- Text for analysis:
********************

These two children and I don’t know each other well. Well enough however, in the world of those whose ages are in the single digits, for them to gallop into the room and tumble across me as they climbed onto the couch.
That was the moment when whatever had been holding me together cracked. Conversation of cancer began in that instant to leak into real life – the life of my friend, of the husband who squeezed hard when I stood to hug him, of the little girls who prattled about their visit to the bookstore.
The parents slipped away and there I was, stuck with a pounding urge to sob I was forced to swallow in the face of children turning somersaults on dislodged sofa cushions. Not succumbing to despair was the best I could do. But the girls had more in mind. Excess energy spent, the oldest grabbed up the book she’d brought into the house with her, and waved it at me where I stood rooted to the floor.
“It’s really funny,” she promised. Her sister nodded in enthusiastic agreement. The lump in my throat expanded against any reply I could think to offer. “I’ll read it to you,” she told me, patting one cushion back into place so I could sit.

********************

- Requirement 1:
Write out the passage about the visit from "That was the" to "to the floor.", swapping "bookstore" for "library".
- Requirement 2:
Using the passage about the visit, answer these questions:
(a) What did the two children climb onto when they came into the room?
(b) What did the little girls prattle about?
(c) How did the oldest girl describe the book she waved?
The listing that comes next is taken from a separate source.

- Extracted data:
********************

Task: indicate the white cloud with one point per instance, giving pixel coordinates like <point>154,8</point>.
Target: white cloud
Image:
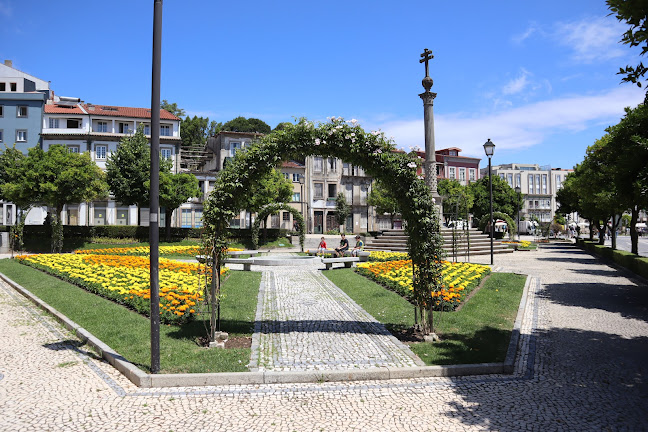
<point>591,39</point>
<point>521,127</point>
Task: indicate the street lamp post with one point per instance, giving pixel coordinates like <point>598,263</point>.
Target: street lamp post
<point>517,191</point>
<point>489,148</point>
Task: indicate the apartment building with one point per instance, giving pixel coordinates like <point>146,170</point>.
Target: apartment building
<point>538,185</point>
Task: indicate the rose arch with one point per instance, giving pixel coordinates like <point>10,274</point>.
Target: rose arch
<point>349,142</point>
<point>272,209</point>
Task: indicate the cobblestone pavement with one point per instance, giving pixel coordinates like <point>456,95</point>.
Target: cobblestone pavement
<point>307,323</point>
<point>582,369</point>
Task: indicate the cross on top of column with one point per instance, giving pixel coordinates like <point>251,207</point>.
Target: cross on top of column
<point>426,56</point>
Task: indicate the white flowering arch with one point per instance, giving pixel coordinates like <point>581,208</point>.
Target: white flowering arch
<point>349,142</point>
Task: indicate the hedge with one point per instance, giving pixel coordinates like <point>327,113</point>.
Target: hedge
<point>634,263</point>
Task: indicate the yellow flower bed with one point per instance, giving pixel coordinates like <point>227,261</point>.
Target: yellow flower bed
<point>388,256</point>
<point>189,251</point>
<point>125,279</point>
<point>458,279</point>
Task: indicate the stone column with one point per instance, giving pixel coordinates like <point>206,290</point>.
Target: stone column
<point>430,152</point>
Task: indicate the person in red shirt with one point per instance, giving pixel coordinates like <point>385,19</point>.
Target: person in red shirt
<point>322,246</point>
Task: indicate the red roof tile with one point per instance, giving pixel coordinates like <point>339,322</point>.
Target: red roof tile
<point>63,109</point>
<point>114,111</point>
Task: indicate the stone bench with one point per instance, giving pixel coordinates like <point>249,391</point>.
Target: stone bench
<point>246,263</point>
<point>348,261</point>
<point>205,258</point>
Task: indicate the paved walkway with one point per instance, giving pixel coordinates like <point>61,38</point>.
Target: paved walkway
<point>584,369</point>
<point>307,323</point>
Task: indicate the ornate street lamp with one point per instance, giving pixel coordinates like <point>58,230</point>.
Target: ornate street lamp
<point>489,148</point>
<point>517,191</point>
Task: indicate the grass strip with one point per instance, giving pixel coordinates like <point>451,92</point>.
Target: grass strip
<point>128,332</point>
<point>478,333</point>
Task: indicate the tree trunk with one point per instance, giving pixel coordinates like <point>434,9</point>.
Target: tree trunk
<point>634,236</point>
<point>169,215</point>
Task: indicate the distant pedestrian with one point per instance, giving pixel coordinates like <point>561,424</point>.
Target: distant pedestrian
<point>344,246</point>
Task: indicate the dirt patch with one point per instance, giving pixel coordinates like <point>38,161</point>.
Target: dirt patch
<point>234,342</point>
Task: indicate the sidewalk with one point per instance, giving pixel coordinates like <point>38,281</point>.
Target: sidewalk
<point>585,370</point>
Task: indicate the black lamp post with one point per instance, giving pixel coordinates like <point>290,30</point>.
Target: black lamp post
<point>517,191</point>
<point>489,148</point>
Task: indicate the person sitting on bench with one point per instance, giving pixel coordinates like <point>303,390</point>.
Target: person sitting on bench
<point>358,247</point>
<point>344,246</point>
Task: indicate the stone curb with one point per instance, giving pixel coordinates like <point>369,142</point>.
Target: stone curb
<point>144,380</point>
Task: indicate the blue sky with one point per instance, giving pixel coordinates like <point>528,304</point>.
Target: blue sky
<point>537,78</point>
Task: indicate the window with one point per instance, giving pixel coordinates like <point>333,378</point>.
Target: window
<point>531,184</point>
<point>186,218</point>
<point>332,191</point>
<point>544,184</point>
<point>100,152</point>
<point>234,147</point>
<point>198,218</point>
<point>318,190</point>
<point>318,164</point>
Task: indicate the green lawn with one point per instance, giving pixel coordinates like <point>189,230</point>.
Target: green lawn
<point>478,333</point>
<point>128,333</point>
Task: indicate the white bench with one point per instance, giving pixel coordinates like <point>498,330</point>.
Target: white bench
<point>348,261</point>
<point>206,258</point>
<point>246,263</point>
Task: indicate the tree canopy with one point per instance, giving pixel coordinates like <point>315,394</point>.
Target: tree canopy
<point>635,15</point>
<point>172,108</point>
<point>242,124</point>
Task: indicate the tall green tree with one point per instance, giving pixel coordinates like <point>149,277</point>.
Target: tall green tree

********************

- Answer 1:
That was the moment when whatever had been holding me together cracked. Conversation of cancer began in that instant to leak into real life – the life of my friend, of the husband who squeezed hard when I stood to hug him, of the little girls who prattled about their visit to the library.
The parents slipped away and there I was, stuck with a pounding urge to sob I was forced to swallow in the face of children turning somersaults on dislodged sofa cushions. Not succumbing to despair was the best I could do. But the girls had more in mind. Excess energy spent, the oldest grabbed up the book she’d brought into the house with her, and waved it at me where I stood rooted to the floor.

- Answer 2:
(a) The couch.
(b) Their visit to the bookstore.
(c) She said it was really funny.